━━ Material provided ━━
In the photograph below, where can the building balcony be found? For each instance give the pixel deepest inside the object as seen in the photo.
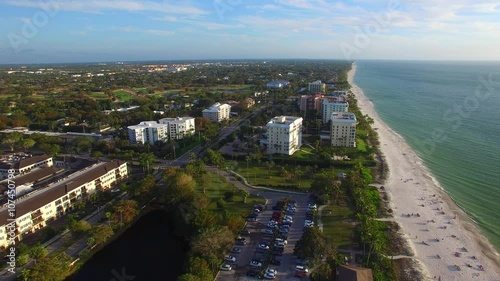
(38, 220)
(36, 214)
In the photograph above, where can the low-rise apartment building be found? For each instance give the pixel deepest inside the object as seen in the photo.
(284, 135)
(35, 209)
(343, 129)
(217, 112)
(179, 127)
(148, 132)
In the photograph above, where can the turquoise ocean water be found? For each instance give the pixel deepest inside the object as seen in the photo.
(450, 115)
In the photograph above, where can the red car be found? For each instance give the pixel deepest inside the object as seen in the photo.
(300, 274)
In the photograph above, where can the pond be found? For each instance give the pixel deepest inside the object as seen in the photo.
(146, 251)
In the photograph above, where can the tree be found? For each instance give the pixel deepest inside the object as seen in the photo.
(81, 144)
(146, 160)
(215, 158)
(79, 228)
(180, 188)
(212, 241)
(101, 233)
(37, 251)
(11, 140)
(125, 211)
(27, 144)
(51, 268)
(312, 244)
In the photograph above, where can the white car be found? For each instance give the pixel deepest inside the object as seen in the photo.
(300, 268)
(271, 271)
(263, 246)
(256, 264)
(279, 245)
(230, 258)
(269, 276)
(281, 240)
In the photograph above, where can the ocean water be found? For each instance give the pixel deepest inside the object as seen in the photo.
(449, 113)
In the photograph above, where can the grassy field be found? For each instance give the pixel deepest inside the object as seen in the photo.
(262, 176)
(305, 152)
(361, 144)
(338, 224)
(218, 185)
(98, 95)
(122, 95)
(234, 87)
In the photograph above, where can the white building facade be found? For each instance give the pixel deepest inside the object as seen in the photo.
(343, 129)
(329, 106)
(34, 211)
(284, 135)
(217, 112)
(179, 127)
(148, 132)
(316, 87)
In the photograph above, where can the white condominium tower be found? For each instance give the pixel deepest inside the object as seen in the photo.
(147, 132)
(179, 127)
(217, 112)
(343, 129)
(284, 135)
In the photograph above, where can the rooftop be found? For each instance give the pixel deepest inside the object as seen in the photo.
(42, 197)
(344, 116)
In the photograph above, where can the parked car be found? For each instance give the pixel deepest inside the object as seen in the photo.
(255, 264)
(281, 240)
(275, 262)
(268, 232)
(263, 246)
(277, 253)
(252, 273)
(301, 268)
(230, 259)
(268, 276)
(301, 262)
(300, 274)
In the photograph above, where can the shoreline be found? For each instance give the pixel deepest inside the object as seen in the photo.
(445, 241)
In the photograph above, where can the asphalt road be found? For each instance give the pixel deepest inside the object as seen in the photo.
(286, 270)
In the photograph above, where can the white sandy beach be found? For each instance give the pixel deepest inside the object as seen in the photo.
(444, 239)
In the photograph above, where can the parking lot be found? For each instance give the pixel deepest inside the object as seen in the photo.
(286, 270)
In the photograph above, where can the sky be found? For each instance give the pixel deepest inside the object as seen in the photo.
(60, 31)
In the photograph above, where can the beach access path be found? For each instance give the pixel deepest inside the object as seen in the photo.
(446, 243)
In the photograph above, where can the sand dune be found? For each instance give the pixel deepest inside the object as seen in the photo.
(446, 242)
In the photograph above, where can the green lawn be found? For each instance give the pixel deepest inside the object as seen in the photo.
(338, 224)
(305, 152)
(262, 176)
(98, 95)
(216, 188)
(234, 87)
(122, 95)
(361, 144)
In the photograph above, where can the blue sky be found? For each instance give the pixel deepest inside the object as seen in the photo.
(33, 31)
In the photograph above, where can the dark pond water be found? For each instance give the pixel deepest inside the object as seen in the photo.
(146, 251)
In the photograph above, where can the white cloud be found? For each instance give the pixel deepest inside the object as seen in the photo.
(97, 6)
(157, 32)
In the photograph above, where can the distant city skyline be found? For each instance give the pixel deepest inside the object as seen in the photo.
(65, 31)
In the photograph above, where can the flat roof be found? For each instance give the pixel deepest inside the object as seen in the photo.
(39, 198)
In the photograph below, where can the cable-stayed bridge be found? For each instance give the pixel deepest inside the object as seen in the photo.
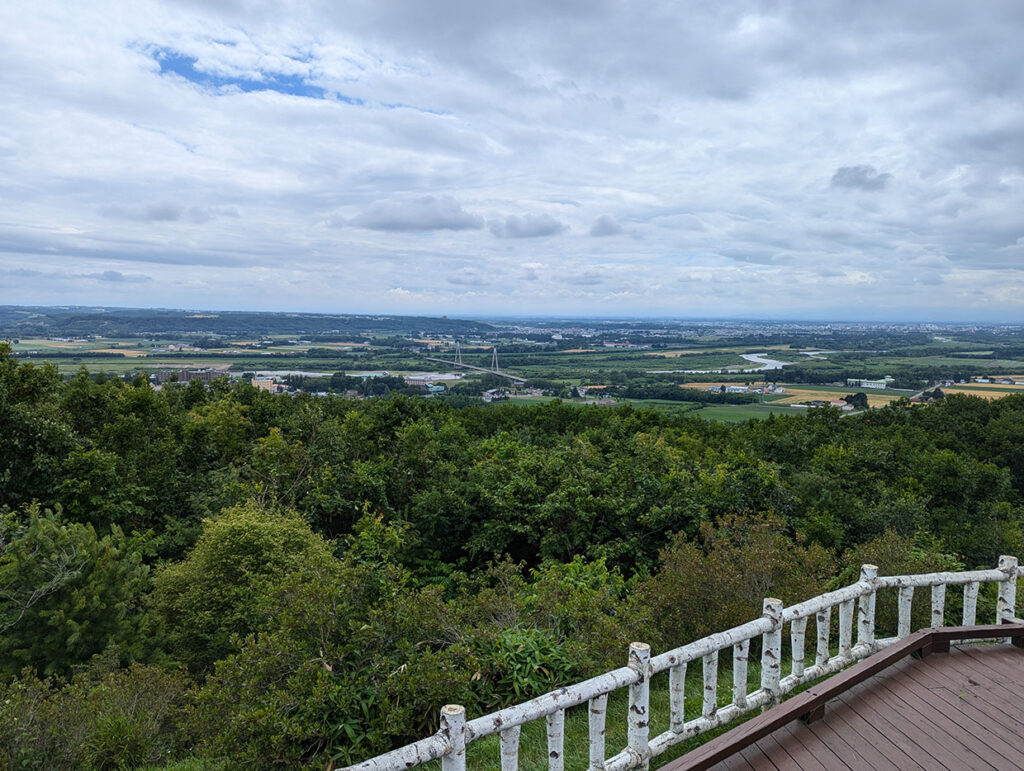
━━━
▸ Task description: Drop the pictures and reproduce the rest of the entries above exactly.

▸ Expected answer:
In the photograph below, where can the building balcony be found? For each instance give the pixel deepest inside the object as seen in the photo.
(38, 220)
(36, 214)
In the photograph above, where can the low-rise apartment building be found? For each instance give the pixel deepest inside the object as seen in the photo.
(284, 135)
(35, 209)
(343, 129)
(217, 112)
(179, 127)
(148, 132)
In the photograph above, where can the turquoise ocean water be found? For each instance give the pixel deepest inside the object as seen in the photo.
(450, 115)
In the photograph above, where can the red car be found? For each instance give the pixel deepest inside the object as seen in the photo.
(300, 274)
In the photograph above, where can the pond be found? For each instance give the pixel deepest inside the object as seen in the photo.
(146, 251)
In the photograph above, where can the tree be found? For each instance give the pixel deepest inside the object as seen in the photo.
(81, 144)
(146, 160)
(215, 158)
(79, 228)
(180, 188)
(212, 241)
(101, 233)
(37, 251)
(11, 140)
(125, 211)
(27, 144)
(51, 268)
(312, 244)
In the photograph above, where can the white car be found? For each instance give the pixel deepest inside the object as seen in the photo.
(300, 268)
(271, 271)
(263, 246)
(256, 264)
(279, 245)
(230, 258)
(269, 276)
(281, 240)
In the photograph above, where can the ocean water be found? For each instance give the pixel deepest inside the object as seen in the photo.
(449, 113)
In the photograph above, where can the grassy field be found? For each instance give the pixel deepest inside the object as seen in the photo.
(262, 176)
(305, 152)
(361, 144)
(338, 224)
(218, 185)
(98, 95)
(122, 95)
(234, 87)
In the photograph above, where can the white building facade be found? For each instance give the pixel deepest inside the object as seen in the photo.
(343, 129)
(329, 106)
(34, 211)
(284, 135)
(217, 112)
(179, 127)
(148, 132)
(316, 87)
In the photograph above, where can the white condominium tower be found? For each instance give the pixel deepest inside the object as seen in the photo.
(147, 132)
(179, 127)
(217, 112)
(343, 129)
(284, 135)
In the photograph above, where can the rooftop be found? For each instance give the pixel deepest inside the object as seen in the photo.
(42, 197)
(344, 116)
In the photograph above, where can the parked car be found? For each instance give the pixel deepest inside the object as seen in the photo.
(255, 264)
(281, 240)
(275, 262)
(268, 232)
(263, 246)
(277, 253)
(252, 273)
(301, 268)
(230, 259)
(268, 276)
(301, 262)
(300, 274)
In the photograph above, where can the shoreline be found? For each instance give the pixel deepest inside the object as seen in the photo.
(445, 241)
In the photograph above, where can the asphalt road be found? For each instance give the pixel deepest inside the object as seen in the photo.
(286, 270)
In the photograph above, where can the white sandy beach be found? For each instance give the pixel deepest inside the object as seen in the photo.
(444, 239)
In the photograph above, where can the parking lot be found? For each instance give the pixel deepest inside the object as seen in the photo.
(286, 270)
In the photograph above, where can the sky be found? For each instance give the pixel deepest inside the object as seen in the photo.
(60, 31)
In the photograph above, where can the beach access path be found? For each instance give the pixel deepest inside the object as seen in the photo.
(446, 243)
In the photograph above, where can the sand dune be found? For each instance give the pixel deepest inside the object as seen in the photo.
(446, 242)
In the photograph above, where can the green lawn be found? For each instance give the pixel deepest inside the object as seen in the photo.
(338, 224)
(305, 152)
(262, 176)
(98, 95)
(216, 188)
(234, 87)
(122, 95)
(361, 144)
In the photograph above, where can the blue sky be found? For each instance give the pixel deepest inside the object as seen in the photo.
(33, 31)
In the photograph above, where can the dark pond water be found? For each instance give the pixel deepest inside the object as seen in the photo.
(146, 251)
In the photograph above, where can the white cloud be found? For each instance give the pixel deepest inside the object as seen in the photo.
(97, 6)
(157, 32)
In the photograph above, where can the distant city skyline be found? For each instance give the pixel deepest inside the object as seen in the photo.
(65, 31)
In the photograph above, where can the flat roof be found? For each instance give the pixel deepest inside the object as seen in the photo.
(39, 198)
In the photograph below, where can the cable-stayed bridge be found? For each instance give the pixel deepest inside the object as seen in the photo.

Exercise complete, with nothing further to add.